---------- EXTRAIT DU TEXTE

Le public appartient aux classes populaires, mais aussi à la noblesse, même si elle s’en cache. Les sujets principaux  traitent de sujets dans lesquels se mêlent le merveilleux, le burlesque et le sacré : les gueux, les femmes, la cuisine, la mort, l’écriture, la civilité, le rire, le corps, la magie, la sainteté, le roman, le catéchisme, les brigands, les métiers, la misère, le temps, l’histoire, etc. Les imprimeurs ne se soucient de publier du neuf. Ils puisent abondamment dans le fonds ancien de l’imprimerie (d’où l’usure des caractères qui s’impriment mal), c’est-à-dire dans les publications réalisées au XVIe siècle, elles-mêmes puisées dans le répertoire médiéval. Et ils rééditent autant de fois qu’il est nécessaire.

--------------------
---------- DONNÉES ENREGISTRÉES

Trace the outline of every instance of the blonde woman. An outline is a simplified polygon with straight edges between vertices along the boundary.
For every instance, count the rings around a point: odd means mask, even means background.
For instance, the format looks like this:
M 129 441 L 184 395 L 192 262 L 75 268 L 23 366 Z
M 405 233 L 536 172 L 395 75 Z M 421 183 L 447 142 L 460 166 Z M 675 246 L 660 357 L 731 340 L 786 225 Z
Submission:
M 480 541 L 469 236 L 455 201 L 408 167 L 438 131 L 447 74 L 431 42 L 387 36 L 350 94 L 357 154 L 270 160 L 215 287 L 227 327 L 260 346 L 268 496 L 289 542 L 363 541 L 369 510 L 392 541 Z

--------------------

### CONSIGNES
a – Énumérez les registres qui, selon l'extrait, se mêlent dans les sujets traités.
b – D'après l'extrait, dans quel fonds les imprimeurs puisent-ils abondamment ?
c – Reprenez l'extrait sur ces publications et leurs imprimeurs à la suite de sa dernière phrase, en prolongeant le propos.
Les entrées constituent un matériau distinct de l'extrait.

### RÉSULTATS DANS L'ORDRE
a – Le merveilleux, le burlesque et le sacré.

b – Dans le fonds ancien de l'imprimerie, c'est-à-dire dans les publications réalisées au XVIe siècle.

c –
« Les Chansons des pèlerins de S. Jacques » dans les collections des livrets de colportage

Dans l’Inventaire fait après le décès de Jacques II Oudot, en 1722, sur 40 000 volumes, on a compté 2 568 exemplaires de « Chansons de St. Jacques », soit 6,5% de la collection. Ces livrets sont parmi les plus coûteux : alors que les autres valent entre 18 et 40 sols la douzaine, eux sont vendus 46 sols. Lors du décès de sa veuve, en 1742, aucune « Chanson » parmi les 120 titres inventoriés, pas plus que dans les inventaires suivants. Faut-il en conclure que tous les livrets de Chansons se sont vendus sur une courte période (on en trouve mention dans le catalogue d’inventaire de la veuve de Nicolas Oudot), n’allant pas au-delà des livrets qui furent imprimés en 1718 ?

Curieusement, il semble que les imprimeurs étaient liés à Compostelle car tous les livrets comportent cette mention « Imprimé à Compostel » ou « s’imprime à Compostelle », avec cependant, à la fin, les mentions : « Approbation, Troyes 7 août 1718 »

Le livret conservé à Toulouse comporte une inscription curieuse : « S’imprime à Compostelle », d’autant plus curieuse qu’à la fin figure une note explicative très contradictoire : « approbation Troyes, le 7 août 1718. Permission Troyes le 12 août 1718 »
Tous ces livrets ont 48 pages.

Les titres

Ils ne sont pas strictement les mêmes selon les exemplaires. Voici une table des matières classique, qui sur 11 titres, comporte seulement 6 chansons et autres textes, très répandus car figurant sur des images données ou vendues aux pèlerins arrivant à Compostelle. Le « chemin de Paris à Saint-Jacques » figure dans les Guides qui se multiplient à partir du XVIIe siècle.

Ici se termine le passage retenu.